Work required:
Take the line that contains "red shirt in" as the first line and the last line of the material below as the final one; reproduce exactly the lines between, inclusive.

Data section:

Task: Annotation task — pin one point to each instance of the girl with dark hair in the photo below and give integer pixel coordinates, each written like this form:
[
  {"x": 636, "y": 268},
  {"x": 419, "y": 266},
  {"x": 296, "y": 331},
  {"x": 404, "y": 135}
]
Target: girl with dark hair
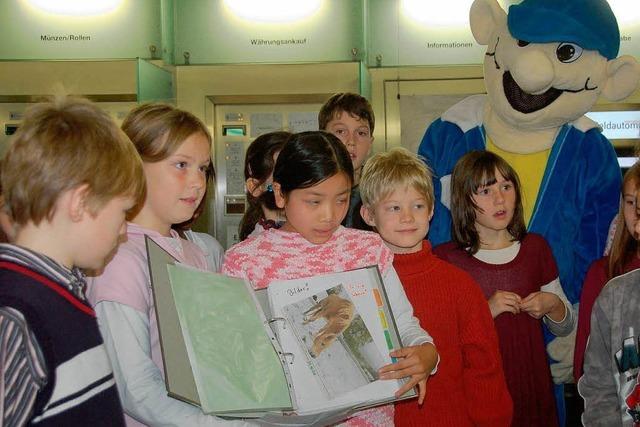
[
  {"x": 517, "y": 274},
  {"x": 313, "y": 177},
  {"x": 623, "y": 257},
  {"x": 262, "y": 212}
]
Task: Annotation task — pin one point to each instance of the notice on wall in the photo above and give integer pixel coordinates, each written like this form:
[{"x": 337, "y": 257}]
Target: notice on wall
[
  {"x": 262, "y": 123},
  {"x": 618, "y": 124},
  {"x": 303, "y": 121}
]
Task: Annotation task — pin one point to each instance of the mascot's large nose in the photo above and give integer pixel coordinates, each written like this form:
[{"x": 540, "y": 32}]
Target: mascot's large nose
[{"x": 532, "y": 71}]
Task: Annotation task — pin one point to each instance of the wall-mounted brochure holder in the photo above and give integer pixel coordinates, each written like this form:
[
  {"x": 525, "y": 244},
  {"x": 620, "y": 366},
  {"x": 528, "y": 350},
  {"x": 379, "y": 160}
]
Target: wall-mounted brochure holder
[{"x": 303, "y": 352}]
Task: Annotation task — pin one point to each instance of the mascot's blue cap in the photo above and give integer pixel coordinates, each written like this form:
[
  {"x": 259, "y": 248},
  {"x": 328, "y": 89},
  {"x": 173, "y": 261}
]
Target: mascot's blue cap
[{"x": 588, "y": 23}]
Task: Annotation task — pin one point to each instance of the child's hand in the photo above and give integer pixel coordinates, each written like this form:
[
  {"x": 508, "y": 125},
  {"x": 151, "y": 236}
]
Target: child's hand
[
  {"x": 537, "y": 304},
  {"x": 504, "y": 301},
  {"x": 417, "y": 362}
]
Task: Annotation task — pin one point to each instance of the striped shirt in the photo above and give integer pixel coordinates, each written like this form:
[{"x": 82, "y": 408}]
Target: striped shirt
[{"x": 80, "y": 375}]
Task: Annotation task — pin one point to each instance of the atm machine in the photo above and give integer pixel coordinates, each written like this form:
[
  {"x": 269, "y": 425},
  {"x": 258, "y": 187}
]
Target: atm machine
[{"x": 236, "y": 122}]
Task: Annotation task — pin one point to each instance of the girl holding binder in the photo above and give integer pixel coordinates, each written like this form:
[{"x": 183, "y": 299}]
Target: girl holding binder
[
  {"x": 175, "y": 150},
  {"x": 313, "y": 177}
]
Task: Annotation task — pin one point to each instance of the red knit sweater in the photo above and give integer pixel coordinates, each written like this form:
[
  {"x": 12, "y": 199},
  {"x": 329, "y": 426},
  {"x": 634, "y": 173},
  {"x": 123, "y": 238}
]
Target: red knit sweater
[
  {"x": 469, "y": 387},
  {"x": 524, "y": 357}
]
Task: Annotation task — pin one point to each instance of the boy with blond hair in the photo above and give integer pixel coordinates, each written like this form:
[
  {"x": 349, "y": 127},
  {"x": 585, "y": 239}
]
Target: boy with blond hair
[
  {"x": 349, "y": 116},
  {"x": 469, "y": 388},
  {"x": 69, "y": 178}
]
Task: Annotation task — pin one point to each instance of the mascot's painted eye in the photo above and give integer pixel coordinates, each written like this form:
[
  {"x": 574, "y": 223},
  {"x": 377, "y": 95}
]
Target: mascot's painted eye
[{"x": 568, "y": 52}]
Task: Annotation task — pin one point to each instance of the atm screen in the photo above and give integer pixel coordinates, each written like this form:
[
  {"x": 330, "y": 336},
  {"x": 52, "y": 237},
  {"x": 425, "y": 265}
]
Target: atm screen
[{"x": 234, "y": 130}]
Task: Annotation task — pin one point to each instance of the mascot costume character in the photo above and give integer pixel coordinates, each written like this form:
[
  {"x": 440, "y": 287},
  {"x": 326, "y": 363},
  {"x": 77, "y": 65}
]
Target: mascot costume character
[{"x": 546, "y": 64}]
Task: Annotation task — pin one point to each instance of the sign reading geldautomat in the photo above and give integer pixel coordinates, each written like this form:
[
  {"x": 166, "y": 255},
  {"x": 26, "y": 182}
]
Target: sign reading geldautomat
[{"x": 31, "y": 29}]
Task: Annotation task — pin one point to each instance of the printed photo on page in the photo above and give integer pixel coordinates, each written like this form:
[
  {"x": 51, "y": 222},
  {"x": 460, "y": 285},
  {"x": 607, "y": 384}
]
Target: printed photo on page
[{"x": 336, "y": 342}]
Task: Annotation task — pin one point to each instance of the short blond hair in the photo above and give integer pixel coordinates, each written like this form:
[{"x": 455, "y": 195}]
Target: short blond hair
[
  {"x": 61, "y": 145},
  {"x": 398, "y": 168},
  {"x": 157, "y": 130}
]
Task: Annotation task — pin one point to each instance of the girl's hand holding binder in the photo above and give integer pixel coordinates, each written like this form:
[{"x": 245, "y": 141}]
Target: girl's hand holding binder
[{"x": 417, "y": 362}]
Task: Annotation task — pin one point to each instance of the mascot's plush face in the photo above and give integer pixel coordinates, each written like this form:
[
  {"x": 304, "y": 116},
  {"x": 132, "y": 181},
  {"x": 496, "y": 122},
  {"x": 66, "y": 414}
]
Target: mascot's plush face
[{"x": 539, "y": 85}]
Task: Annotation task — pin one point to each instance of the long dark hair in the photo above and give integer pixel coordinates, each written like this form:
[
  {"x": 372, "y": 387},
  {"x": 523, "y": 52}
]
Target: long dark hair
[
  {"x": 259, "y": 164},
  {"x": 309, "y": 158},
  {"x": 474, "y": 170}
]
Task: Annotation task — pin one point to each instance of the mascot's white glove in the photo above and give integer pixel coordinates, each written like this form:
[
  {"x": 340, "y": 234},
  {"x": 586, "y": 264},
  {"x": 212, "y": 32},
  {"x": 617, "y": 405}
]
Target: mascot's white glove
[{"x": 561, "y": 349}]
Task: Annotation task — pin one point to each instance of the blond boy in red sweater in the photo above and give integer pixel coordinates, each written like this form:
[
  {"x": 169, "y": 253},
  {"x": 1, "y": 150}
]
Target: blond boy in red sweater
[{"x": 469, "y": 388}]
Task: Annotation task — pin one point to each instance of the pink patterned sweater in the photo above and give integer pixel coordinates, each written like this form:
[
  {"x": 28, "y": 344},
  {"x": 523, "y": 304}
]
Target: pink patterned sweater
[{"x": 281, "y": 255}]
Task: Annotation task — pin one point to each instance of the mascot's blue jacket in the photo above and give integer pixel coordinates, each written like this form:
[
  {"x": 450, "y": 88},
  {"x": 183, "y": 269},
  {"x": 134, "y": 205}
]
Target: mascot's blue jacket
[{"x": 578, "y": 196}]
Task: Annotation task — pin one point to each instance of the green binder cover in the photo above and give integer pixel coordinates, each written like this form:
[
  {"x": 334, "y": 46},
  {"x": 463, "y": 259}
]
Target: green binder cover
[{"x": 233, "y": 360}]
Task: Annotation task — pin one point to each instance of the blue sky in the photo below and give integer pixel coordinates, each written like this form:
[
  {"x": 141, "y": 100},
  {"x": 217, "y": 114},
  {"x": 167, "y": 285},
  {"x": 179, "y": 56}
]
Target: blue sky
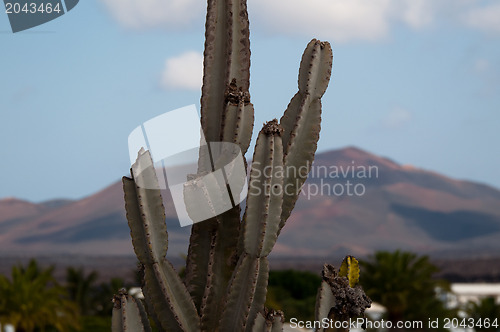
[{"x": 415, "y": 81}]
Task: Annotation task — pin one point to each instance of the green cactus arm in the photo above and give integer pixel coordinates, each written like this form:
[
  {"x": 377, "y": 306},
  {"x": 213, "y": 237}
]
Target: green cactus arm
[
  {"x": 260, "y": 324},
  {"x": 316, "y": 68},
  {"x": 170, "y": 299},
  {"x": 199, "y": 253},
  {"x": 350, "y": 270},
  {"x": 265, "y": 194},
  {"x": 302, "y": 120},
  {"x": 145, "y": 211},
  {"x": 325, "y": 300},
  {"x": 226, "y": 57},
  {"x": 238, "y": 124},
  {"x": 144, "y": 315},
  {"x": 241, "y": 292},
  {"x": 277, "y": 319},
  {"x": 126, "y": 315},
  {"x": 221, "y": 265},
  {"x": 239, "y": 48},
  {"x": 257, "y": 305}
]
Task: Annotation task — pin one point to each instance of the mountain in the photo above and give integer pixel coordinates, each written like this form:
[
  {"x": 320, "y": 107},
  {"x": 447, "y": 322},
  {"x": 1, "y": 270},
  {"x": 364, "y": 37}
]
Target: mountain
[{"x": 354, "y": 202}]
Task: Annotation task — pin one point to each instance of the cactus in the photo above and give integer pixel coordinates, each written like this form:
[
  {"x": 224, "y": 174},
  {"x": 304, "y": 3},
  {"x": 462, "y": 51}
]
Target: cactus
[{"x": 227, "y": 267}]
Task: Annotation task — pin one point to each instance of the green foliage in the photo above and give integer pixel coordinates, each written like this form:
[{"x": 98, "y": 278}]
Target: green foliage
[
  {"x": 80, "y": 289},
  {"x": 350, "y": 270},
  {"x": 403, "y": 283},
  {"x": 486, "y": 308},
  {"x": 293, "y": 291},
  {"x": 32, "y": 299}
]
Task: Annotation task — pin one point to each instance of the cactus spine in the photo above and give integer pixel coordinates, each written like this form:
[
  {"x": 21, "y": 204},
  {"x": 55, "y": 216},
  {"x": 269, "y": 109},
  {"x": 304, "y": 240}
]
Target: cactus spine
[{"x": 227, "y": 267}]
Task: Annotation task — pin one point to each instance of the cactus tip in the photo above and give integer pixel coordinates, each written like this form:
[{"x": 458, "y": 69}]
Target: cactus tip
[{"x": 273, "y": 127}]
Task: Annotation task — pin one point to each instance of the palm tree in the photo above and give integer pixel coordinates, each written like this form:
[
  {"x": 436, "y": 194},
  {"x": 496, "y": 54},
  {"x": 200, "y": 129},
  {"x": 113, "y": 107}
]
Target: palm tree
[
  {"x": 32, "y": 299},
  {"x": 486, "y": 309},
  {"x": 81, "y": 289},
  {"x": 403, "y": 283}
]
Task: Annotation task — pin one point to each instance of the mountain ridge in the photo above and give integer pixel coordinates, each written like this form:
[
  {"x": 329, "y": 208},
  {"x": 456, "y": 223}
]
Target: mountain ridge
[{"x": 403, "y": 207}]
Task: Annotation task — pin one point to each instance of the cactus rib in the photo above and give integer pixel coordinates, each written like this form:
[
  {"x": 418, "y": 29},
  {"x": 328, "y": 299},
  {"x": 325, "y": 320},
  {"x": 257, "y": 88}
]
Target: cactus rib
[
  {"x": 265, "y": 195},
  {"x": 127, "y": 314},
  {"x": 302, "y": 120}
]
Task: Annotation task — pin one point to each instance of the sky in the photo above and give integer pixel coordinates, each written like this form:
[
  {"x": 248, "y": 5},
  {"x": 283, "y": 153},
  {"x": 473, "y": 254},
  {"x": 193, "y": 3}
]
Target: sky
[{"x": 417, "y": 81}]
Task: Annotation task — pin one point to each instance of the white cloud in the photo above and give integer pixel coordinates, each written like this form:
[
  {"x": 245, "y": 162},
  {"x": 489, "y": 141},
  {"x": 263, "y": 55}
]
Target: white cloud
[
  {"x": 397, "y": 118},
  {"x": 484, "y": 18},
  {"x": 335, "y": 20},
  {"x": 341, "y": 20},
  {"x": 183, "y": 72},
  {"x": 155, "y": 13},
  {"x": 481, "y": 66}
]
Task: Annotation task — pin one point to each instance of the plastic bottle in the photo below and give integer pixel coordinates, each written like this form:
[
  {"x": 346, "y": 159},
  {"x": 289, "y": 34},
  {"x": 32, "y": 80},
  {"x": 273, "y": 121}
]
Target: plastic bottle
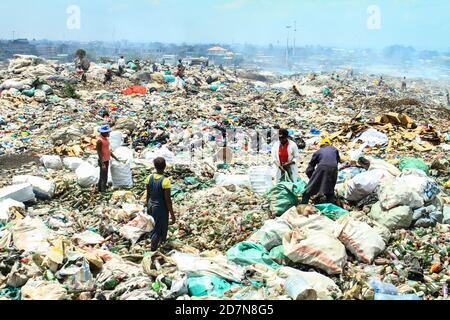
[
  {"x": 383, "y": 288},
  {"x": 405, "y": 297}
]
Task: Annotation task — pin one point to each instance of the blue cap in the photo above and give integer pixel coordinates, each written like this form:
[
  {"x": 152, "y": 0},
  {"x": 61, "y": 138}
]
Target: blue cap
[{"x": 104, "y": 129}]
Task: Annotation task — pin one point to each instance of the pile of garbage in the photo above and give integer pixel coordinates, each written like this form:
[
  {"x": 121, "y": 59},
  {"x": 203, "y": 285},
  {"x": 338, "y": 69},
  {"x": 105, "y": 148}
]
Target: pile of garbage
[{"x": 238, "y": 234}]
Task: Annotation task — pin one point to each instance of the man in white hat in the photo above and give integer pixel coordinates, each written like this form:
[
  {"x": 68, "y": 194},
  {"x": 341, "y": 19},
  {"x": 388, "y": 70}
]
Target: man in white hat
[{"x": 104, "y": 157}]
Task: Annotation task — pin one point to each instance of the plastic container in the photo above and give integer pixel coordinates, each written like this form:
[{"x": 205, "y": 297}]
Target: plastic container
[
  {"x": 383, "y": 288},
  {"x": 260, "y": 179},
  {"x": 298, "y": 289},
  {"x": 116, "y": 140}
]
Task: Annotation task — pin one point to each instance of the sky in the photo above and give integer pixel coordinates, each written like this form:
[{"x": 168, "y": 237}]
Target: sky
[{"x": 424, "y": 24}]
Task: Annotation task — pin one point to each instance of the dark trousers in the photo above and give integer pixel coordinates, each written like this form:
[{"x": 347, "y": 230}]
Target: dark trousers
[
  {"x": 108, "y": 78},
  {"x": 103, "y": 182},
  {"x": 330, "y": 198}
]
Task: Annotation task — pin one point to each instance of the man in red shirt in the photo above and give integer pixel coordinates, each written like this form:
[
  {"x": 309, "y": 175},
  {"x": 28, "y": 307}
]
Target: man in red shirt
[
  {"x": 285, "y": 153},
  {"x": 104, "y": 157}
]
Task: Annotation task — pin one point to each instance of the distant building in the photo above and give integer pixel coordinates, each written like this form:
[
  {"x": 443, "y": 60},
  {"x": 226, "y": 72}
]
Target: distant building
[
  {"x": 20, "y": 46},
  {"x": 219, "y": 55}
]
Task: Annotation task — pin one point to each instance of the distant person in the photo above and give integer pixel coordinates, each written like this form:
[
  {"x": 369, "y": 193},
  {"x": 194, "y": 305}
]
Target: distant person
[
  {"x": 323, "y": 172},
  {"x": 82, "y": 64},
  {"x": 285, "y": 153},
  {"x": 137, "y": 62},
  {"x": 351, "y": 73},
  {"x": 122, "y": 64},
  {"x": 104, "y": 157},
  {"x": 159, "y": 203},
  {"x": 108, "y": 75},
  {"x": 181, "y": 70},
  {"x": 404, "y": 84}
]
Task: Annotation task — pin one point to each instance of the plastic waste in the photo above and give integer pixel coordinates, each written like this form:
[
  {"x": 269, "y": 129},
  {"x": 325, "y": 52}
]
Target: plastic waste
[
  {"x": 42, "y": 188},
  {"x": 52, "y": 162},
  {"x": 299, "y": 289},
  {"x": 87, "y": 175},
  {"x": 260, "y": 179}
]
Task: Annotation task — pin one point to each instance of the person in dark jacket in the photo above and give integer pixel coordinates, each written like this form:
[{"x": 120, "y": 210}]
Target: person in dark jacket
[
  {"x": 159, "y": 203},
  {"x": 323, "y": 172}
]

Solution:
Task: Annotation task — pin one point to each instance of the man in red shirt in the photo above and give integer pixel coordinates, each written like this form:
[
  {"x": 309, "y": 175},
  {"x": 28, "y": 307}
]
Target: man in red shirt
[
  {"x": 285, "y": 153},
  {"x": 104, "y": 157}
]
Task: Annotation task — pin one point to each instance of the distant building in the photo above and give integer pixel coordinates, each written like this form:
[
  {"x": 443, "y": 60},
  {"x": 226, "y": 72}
]
Target: distant building
[
  {"x": 20, "y": 46},
  {"x": 219, "y": 55}
]
Task: Annotation task — pin one point to each instance of the distant person in the photo above and give integer pixel coordinates, each written like this form:
[
  {"x": 369, "y": 193},
  {"x": 194, "y": 305}
]
Target: distant person
[
  {"x": 323, "y": 172},
  {"x": 82, "y": 64},
  {"x": 285, "y": 153},
  {"x": 137, "y": 62},
  {"x": 351, "y": 73},
  {"x": 122, "y": 64},
  {"x": 104, "y": 157},
  {"x": 159, "y": 203},
  {"x": 108, "y": 75},
  {"x": 181, "y": 70},
  {"x": 404, "y": 84}
]
Task: Annotation task — pin one point to each instance of the plastic waste in the photo above and give integer pixel coordinates, each written like this form:
[
  {"x": 269, "y": 129},
  {"x": 325, "y": 52}
]
Target: plastic waste
[
  {"x": 42, "y": 188},
  {"x": 52, "y": 162},
  {"x": 299, "y": 289},
  {"x": 87, "y": 175},
  {"x": 260, "y": 179}
]
Task: Annotation task — pin one point to each instance of the person in dark jacket in the photo above and give integer pixel coordinates, each written like this form:
[{"x": 120, "y": 210}]
Target: person in dark jacket
[
  {"x": 159, "y": 203},
  {"x": 323, "y": 172}
]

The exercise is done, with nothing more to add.